*ABOUT THIS EXERCISE*: Could you return the data below exactly as it appears?

*SUPPLIED MATERIAL*:
★ ★ ★ ★ ★ ★ ★

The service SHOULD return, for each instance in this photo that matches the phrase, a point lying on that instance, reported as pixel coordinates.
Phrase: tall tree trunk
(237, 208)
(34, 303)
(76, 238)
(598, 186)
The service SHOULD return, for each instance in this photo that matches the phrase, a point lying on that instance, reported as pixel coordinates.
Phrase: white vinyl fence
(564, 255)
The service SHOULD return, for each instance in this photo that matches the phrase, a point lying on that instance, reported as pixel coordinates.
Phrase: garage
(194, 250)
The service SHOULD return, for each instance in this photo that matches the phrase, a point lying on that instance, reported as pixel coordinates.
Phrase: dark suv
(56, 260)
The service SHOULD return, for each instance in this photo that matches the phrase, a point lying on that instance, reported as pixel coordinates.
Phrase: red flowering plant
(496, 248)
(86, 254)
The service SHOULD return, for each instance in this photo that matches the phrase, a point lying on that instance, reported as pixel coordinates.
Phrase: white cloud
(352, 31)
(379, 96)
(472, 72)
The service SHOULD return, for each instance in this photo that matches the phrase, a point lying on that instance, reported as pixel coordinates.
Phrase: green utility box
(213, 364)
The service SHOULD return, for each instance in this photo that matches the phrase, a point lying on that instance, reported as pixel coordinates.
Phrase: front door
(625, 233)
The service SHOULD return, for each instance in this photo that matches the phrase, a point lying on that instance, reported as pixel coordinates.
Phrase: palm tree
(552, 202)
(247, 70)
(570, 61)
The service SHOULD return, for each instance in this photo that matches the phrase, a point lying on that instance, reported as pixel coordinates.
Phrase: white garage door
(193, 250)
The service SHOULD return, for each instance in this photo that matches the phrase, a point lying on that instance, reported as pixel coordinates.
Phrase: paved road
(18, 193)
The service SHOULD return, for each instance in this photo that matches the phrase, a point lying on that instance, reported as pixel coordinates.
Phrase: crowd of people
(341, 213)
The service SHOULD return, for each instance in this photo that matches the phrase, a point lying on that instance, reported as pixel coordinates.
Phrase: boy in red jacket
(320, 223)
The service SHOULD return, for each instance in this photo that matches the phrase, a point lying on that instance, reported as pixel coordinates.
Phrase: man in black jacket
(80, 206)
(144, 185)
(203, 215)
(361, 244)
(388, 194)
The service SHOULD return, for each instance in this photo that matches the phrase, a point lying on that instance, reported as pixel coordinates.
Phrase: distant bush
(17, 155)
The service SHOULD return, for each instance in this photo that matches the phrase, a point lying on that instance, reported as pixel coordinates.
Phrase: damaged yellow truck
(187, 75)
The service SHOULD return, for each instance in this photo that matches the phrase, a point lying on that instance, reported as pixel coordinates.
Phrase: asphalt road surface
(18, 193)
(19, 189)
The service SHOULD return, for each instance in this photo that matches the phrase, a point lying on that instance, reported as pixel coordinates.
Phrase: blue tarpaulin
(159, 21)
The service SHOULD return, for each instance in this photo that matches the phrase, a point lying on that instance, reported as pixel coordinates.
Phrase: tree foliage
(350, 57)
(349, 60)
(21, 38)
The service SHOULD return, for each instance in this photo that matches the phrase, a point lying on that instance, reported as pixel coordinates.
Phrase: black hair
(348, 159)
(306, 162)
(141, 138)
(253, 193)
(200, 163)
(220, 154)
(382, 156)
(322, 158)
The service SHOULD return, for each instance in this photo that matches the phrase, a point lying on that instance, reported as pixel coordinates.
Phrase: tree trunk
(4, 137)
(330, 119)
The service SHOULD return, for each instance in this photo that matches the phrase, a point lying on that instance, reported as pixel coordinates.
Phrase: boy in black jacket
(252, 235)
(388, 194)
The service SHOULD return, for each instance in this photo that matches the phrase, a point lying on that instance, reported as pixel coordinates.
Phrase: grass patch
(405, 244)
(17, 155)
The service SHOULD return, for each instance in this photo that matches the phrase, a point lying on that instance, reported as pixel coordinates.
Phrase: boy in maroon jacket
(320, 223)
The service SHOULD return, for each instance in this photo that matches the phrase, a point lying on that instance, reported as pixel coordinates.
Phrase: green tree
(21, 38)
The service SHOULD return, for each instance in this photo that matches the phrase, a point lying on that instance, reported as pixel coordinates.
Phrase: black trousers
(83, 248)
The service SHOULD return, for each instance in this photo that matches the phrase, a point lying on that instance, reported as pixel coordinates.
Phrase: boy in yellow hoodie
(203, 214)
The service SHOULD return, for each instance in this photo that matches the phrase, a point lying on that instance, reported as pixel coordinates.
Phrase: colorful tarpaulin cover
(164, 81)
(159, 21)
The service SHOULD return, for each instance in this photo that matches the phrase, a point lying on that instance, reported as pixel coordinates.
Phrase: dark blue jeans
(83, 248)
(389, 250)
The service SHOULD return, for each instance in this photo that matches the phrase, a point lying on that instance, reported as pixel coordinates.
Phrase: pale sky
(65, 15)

★ ★ ★ ★ ★ ★ ★

*REPLY*:
The service SHOULD return, for each instance in this photo that matches the phrase, a point lying on that instance, reported as pixel coordinates.
Phrase: tall tree trunk
(237, 208)
(34, 303)
(76, 238)
(598, 186)
The service SHOULD return, for each instance in this photo that matches the phrase, a point lying on that instance, reported as pixel coordinates.
Phrase: white vinyl fence
(564, 255)
The service SHOULD return, for each instance in this photo that matches the phrase, a point lying on that instance, reported as pixel coordinates.
Phrase: garage
(194, 250)
The service SHOULD return, for each instance in this photo that matches the phrase, a point lying on that instance, reported as pixel coordinates.
Phrase: dark suv
(56, 260)
The service SHOULD return, for each instance in this photo that matches the phrase, a point lying on that instance, reported as pixel coordinates.
Phrase: red flowering plant
(496, 248)
(86, 254)
The service SHOULD return, for each instance in this photo that matches the phrase, a point lying on that instance, reported as pixel coordinates.
Phrase: white cloud
(352, 31)
(379, 96)
(472, 72)
The service SHOULD return, for each instance in this photo that matches the phrase, a point lying on that instance, reported as pixel coordinates.
Phrase: green utility box
(213, 364)
The service SHOULD return, for each instance in this photo that matches the phrase, a point lying on that instance, reported as pixel coordinates.
Phrase: front door
(625, 233)
The service SHOULD return, for each instance in this photo that matches the phrase, a point lying on that instance, reported as pixel coordinates.
Phrase: palm tree
(552, 202)
(247, 70)
(570, 61)
The service SHOULD return, for each instance in this photo that matches the phrase, a point lying on that instance, reported as pixel coordinates.
Phrase: white garage door
(193, 250)
The service SHOULD return, for each instance in this photo that matches the phrase, a point lying on that instance, reported as pixel coordinates.
Phrase: paved road
(18, 193)
The service SHOULD return, for each instance in this photo that matches the phrase, a point lying on that instance, reported as pixel coordinates.
Phrase: crowd of people
(341, 213)
The service SHOULD return, for each instance in this photo that matches the phrase, a point lying on that instance, reported as pixel coordinates.
Phrase: boy in red jacket
(320, 223)
The service SHOULD return, for each instance in this photo that matches the phrase, a point lying on that instance, reported as pixel coordinates.
Phrase: man in black jacket
(80, 206)
(144, 185)
(203, 215)
(361, 244)
(388, 194)
The service SHOULD return, for each instance in this photo that matches the phrase, a point lying on that instance, reported as pixel coordinates.
Phrase: distant bush
(17, 155)
The service SHOULD return, for each instance in this photo that matches the phrase, a point lying on that instance, reported as pixel coordinates.
Phrase: damaged yellow truck
(187, 75)
The service SHOULD return, for each instance in this photo that matches the phrase, a point lying on that instance, reported as pixel coordinates.
Phrase: asphalt road surface
(18, 193)
(19, 189)
The service SHOULD return, for each instance in this photo that matches the phrase, a point lying on that instance, reported as pixel coordinates.
Phrase: blue tarpaulin
(159, 21)
The service SHOULD return, for each instance in this photo that matches the phrase, a point lying on that instance, reported as pixel coordinates.
Phrase: tree foliage
(350, 57)
(349, 60)
(21, 38)
The service SHOULD return, for each instance in this photo that matches the phrase, a point lying on that instance, reported as pixel coordinates.
Phrase: black hair
(348, 159)
(306, 162)
(141, 138)
(253, 193)
(200, 163)
(220, 154)
(382, 156)
(322, 158)
The service SHOULD return, for each instance in this photo that matches the phrase, a point lying on that instance, reported as pixel coordinates.
Phrase: tree trunk
(4, 137)
(330, 119)
The service SHOULD return, for each instance in this photo that matches the phrase, a point lying on that instance, reported as pixel coordinates.
Phrase: boy in black jacket
(252, 235)
(388, 194)
The service SHOULD return, for each instance in this photo that matches the phrase, a point lying on that instance, reported as pixel coordinates.
Phrase: grass patch
(405, 244)
(17, 155)
The service SHOULD return, for each instance in this photo that matches the phrase, a point lying on that instance, reported as pixel coordinates.
Phrase: boy in maroon jacket
(320, 223)
The service SHOULD return, for each instance in this photo that matches the phrase, a point lying on that instance, reported as pixel coordinates.
Phrase: green tree
(21, 38)
The service SHOULD return, for each instance in this photo that matches the phrase, a point lying on that instance, reported as pixel coordinates.
Phrase: black trousers
(83, 248)
The service SHOULD return, for each instance in this photo that matches the phrase, a point lying on that instance, reported as pixel coordinates.
Phrase: boy in yellow hoodie
(203, 214)
The service SHOULD return, for each instance in this photo that matches the phrase, a point lying on that instance, reported as pixel coordinates.
Phrase: colorful tarpaulin cover
(164, 81)
(159, 21)
The service SHOULD return, for each instance in this photo that matches the phrase, a point lying on that instance, reported as pixel coordinates.
Phrase: dark blue jeans
(83, 248)
(389, 250)
The service SHOULD return, for each instance in this photo that matches the phrase, a point lying on that instance, reported as pixel coordinates.
Phrase: pale sky
(65, 15)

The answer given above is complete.